[Reading text]
Police and the American culture of violence
Guest Commentary:
Cops without guns? Snort. Impossible. Who is going to stop the next mass shooting slaughter?
Well, not so fast. There are a few folks who remain quite cross about police who kill unarmed people. Those unarmed people tend to fall into two categories—people of color or people suffering a mental health crisis.
Here in my town, Portland, Ore., police have killed several unarmed people in the past decade or so, including young mother of two who weighed about 98 pounds. The young African American mother, Kendra James, was not only unarmed and shot by a cop, she was then yanked out of the car she was in and left to bleed out on the pavement before the cops bothered to call for an ambulance—so she could be pronounced dead. Another unarmed fellow was both African American and suffering an emotional crisis, as his brother had just died. And another was a Mexican migrant worker who hurt no one, was unarmed, and spoke very little English, shot dead in a lockdown mental health unit where he was mistakenly placed because he suffered from epilepsy.
The crisis in our country of police killing unarmed people, coupled with the crisis of a hyperarmed civil society engaging in approximately one mass shooting per day, is absolutely begging and crying and screaming for a new direction, a cultural sea change toward nonviolence, toward a massive educational and training not just of police, but of all schoolchildren, parents, and teachers.

[Records provided]

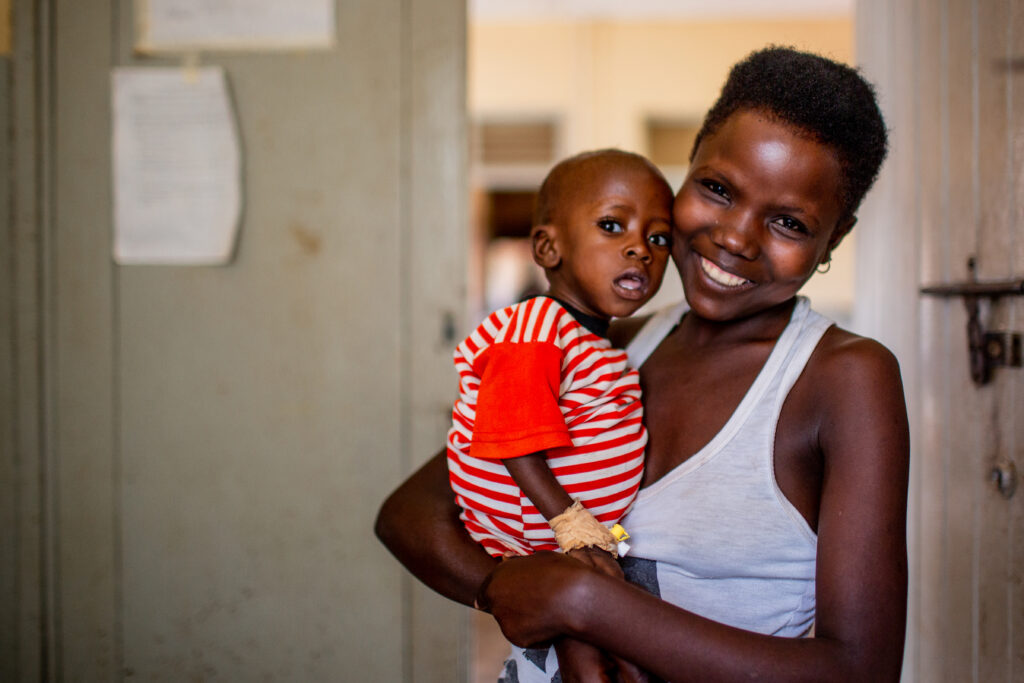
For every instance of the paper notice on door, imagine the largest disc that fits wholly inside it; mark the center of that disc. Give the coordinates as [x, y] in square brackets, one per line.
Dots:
[177, 185]
[230, 25]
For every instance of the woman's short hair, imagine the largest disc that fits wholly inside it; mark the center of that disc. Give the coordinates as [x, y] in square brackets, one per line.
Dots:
[829, 101]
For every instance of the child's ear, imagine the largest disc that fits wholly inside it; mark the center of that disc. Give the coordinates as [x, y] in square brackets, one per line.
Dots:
[545, 246]
[841, 231]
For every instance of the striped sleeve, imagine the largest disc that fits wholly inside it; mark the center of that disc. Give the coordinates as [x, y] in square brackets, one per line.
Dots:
[517, 411]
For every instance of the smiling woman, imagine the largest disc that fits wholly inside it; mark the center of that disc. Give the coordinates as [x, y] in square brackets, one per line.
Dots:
[774, 492]
[737, 231]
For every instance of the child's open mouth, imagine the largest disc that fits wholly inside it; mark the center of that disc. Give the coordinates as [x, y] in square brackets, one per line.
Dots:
[632, 285]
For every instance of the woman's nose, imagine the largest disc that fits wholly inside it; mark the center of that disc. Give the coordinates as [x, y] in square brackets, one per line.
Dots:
[736, 233]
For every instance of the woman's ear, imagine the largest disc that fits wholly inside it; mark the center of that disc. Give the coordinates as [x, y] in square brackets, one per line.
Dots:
[546, 246]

[Given exercise 1]
List the groups that the commentary on police violence says should receive education and training.
[Given exercise 2]
Duplicate the passage of the commentary on police violence that starts at "Here in my town, Portland, Ore., police" and ends at "suffered from epilepsy.".

[Full response 1]
Police, schoolchildren, parents, teachers

[Full response 2]
Here in my town, Portland, Ore., police have killed several unarmed people in the past decade or so, including young mother of two who weighed about 98 pounds. The young African American mother, Kendra James, was not only unarmed and shot by a cop, she was then yanked out of the car she was in and left to bleed out on the pavement before the cops bothered to call for an ambulance—so she could be pronounced dead. Another unarmed fellow was both African American and suffering an emotional crisis, as his brother had just died. And another was a Mexican migrant worker who hurt no one, was unarmed, and spoke very little English, shot dead in a lockdown mental health unit where he was mistakenly placed because he suffered from epilepsy.